----- The records
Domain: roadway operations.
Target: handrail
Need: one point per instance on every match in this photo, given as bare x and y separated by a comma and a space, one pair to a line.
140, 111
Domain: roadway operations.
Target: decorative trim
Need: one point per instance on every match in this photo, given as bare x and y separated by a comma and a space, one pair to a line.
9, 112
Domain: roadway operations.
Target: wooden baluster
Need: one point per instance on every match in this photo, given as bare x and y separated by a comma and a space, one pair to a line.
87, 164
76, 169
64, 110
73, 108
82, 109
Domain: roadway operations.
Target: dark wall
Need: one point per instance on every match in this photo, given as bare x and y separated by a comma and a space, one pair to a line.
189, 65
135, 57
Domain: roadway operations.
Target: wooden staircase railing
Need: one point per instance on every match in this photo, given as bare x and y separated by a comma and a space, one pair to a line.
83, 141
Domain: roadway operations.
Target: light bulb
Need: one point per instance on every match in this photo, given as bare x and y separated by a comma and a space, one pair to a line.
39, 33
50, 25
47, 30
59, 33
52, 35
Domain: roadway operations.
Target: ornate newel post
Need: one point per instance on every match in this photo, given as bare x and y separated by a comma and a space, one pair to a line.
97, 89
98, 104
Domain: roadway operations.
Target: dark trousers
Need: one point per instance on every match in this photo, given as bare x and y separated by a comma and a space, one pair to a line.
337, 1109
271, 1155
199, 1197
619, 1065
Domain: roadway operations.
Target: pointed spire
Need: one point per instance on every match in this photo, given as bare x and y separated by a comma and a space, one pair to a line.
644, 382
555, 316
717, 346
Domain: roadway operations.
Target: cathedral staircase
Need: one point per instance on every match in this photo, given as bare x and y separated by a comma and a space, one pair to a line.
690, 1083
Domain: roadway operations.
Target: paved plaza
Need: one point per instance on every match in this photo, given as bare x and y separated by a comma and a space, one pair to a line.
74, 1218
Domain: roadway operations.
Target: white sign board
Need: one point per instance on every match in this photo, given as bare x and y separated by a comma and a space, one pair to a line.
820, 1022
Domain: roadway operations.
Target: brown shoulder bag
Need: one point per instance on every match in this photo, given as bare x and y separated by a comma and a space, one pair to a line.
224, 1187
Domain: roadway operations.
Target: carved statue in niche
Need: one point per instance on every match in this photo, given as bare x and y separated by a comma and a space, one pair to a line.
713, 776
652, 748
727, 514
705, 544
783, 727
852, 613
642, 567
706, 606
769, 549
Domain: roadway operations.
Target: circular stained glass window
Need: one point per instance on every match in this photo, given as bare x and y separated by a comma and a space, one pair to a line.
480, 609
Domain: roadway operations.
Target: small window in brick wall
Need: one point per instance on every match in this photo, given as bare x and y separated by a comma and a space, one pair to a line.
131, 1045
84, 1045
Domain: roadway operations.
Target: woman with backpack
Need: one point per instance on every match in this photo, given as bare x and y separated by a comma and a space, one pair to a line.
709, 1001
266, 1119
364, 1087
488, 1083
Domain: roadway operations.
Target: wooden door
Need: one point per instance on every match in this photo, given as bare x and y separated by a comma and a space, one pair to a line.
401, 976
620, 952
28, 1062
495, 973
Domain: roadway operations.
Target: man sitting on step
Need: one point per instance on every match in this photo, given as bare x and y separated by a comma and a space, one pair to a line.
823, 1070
----------
## [Set problem]
Each line of the listing should be echoed back exactly.

## [Finished task]
Domain: roadway operations.
Target: handrail
Need: one point per instance on every match in this photo, given as bare x and y separated by a comma and a space, one pair to a line.
140, 111
Domain: roadway operations.
Target: decorative trim
Need: one point per instance on every match in this photo, given as bare x and y separated by a comma and a space, one pair to a line.
9, 112
Domain: roadway operations.
Target: wooden baluster
Need: one point per instance on every match in this photo, given as bare x and y separated by a comma and a space, one pair to a line.
87, 164
76, 169
64, 110
73, 108
82, 109
Domain: roadway operations.
Target: dark wall
Need: one point per instance on every match in this photo, given as bare x and y separated by a comma and a space, one pair to a line.
189, 65
135, 57
Domain: roadway operations.
Target: wooden staircase railing
Need: one point per instance on every match in this photo, given as bare x and y separated by a comma and a space, one pair to a line.
83, 141
Domain: roadway operations.
Target: light bulb
Need: one point per instance on every match in this photo, given as bare x and y separated by a comma and a space, one pair to a line.
39, 33
50, 25
47, 30
59, 33
52, 35
Domain: roadway operations.
Target: ornate newel post
Need: one point per instance on every match in this photo, given as bare x and y separated by a comma and a space, one pair to a line.
97, 89
98, 104
Domain: roadway operations.
Target: dark trousers
Need: one point per instance on every match in this photo, given as bare x and y separated by a comma and a space, one pair to a line.
337, 1109
271, 1155
199, 1197
619, 1065
Domain: roadway operations.
Target: pointed spire
Need: one point per instance on every match in this photo, given as bare x and y separated by a comma and a space, one pair to a line.
644, 382
555, 316
717, 346
Domain: roadway operations.
Target: cathedral staircase
Need: one point per instance on every match in this photo, given as bare x and y separated by a comma and a space, one pair to a line.
690, 1083
Domain: roadway operations.
Target: paved plaza
Need: one point per instance on every match in this photo, given as bare x and y separated by a comma and a space, one pair to a line.
74, 1218
Domain: roadway operations.
Target: white sign board
Need: one point per instance on every match in this photo, given as bare x and y separated by a comma and a space, one pair to a line.
820, 1022
Domain: roadway operations.
Target: brown shoulder bag
Need: one point per instance on every match in this photo, given as bare x and y separated by a comma and a space, one pair to a line.
224, 1187
Domain: roadway operations.
Target: carved statue in niche
Need: one point per instance on every match in this photo, given as bare x and y separated by a comma and a space, one pair to a line.
713, 776
652, 748
727, 514
705, 544
783, 727
852, 613
642, 567
706, 606
769, 549
Domain: roadway operations.
Target: circular stained glass window
Need: one point per instance on every match in this photo, given as bare x and y separated by a comma and a space, one pair to a line.
480, 609
Domain: roadway operations.
Target: small window in brick wall
Need: one point per instance on every match in this photo, given as bare x and y separated by a comma and a space, one pair to a line.
131, 1045
84, 1045
Domain: roadway operations.
Target: woman with backpack
Need: one point per instance on every match in this photo, given as bare x and y separated by a comma and a space, one pair to a line.
709, 1001
266, 1119
364, 1087
488, 1083
Domain: roadway operations.
Target: wooden door
Need: one point per instance on every match in this photo, given as bare x and y separated by a comma and a space, one pair to a line.
401, 976
620, 952
28, 1062
495, 973
Domain: roadway operations.
Target: man sitting on step
Need: one point per instance on every match in this photo, given as bare x and y separated by a comma and a space, one pair to a line.
823, 1070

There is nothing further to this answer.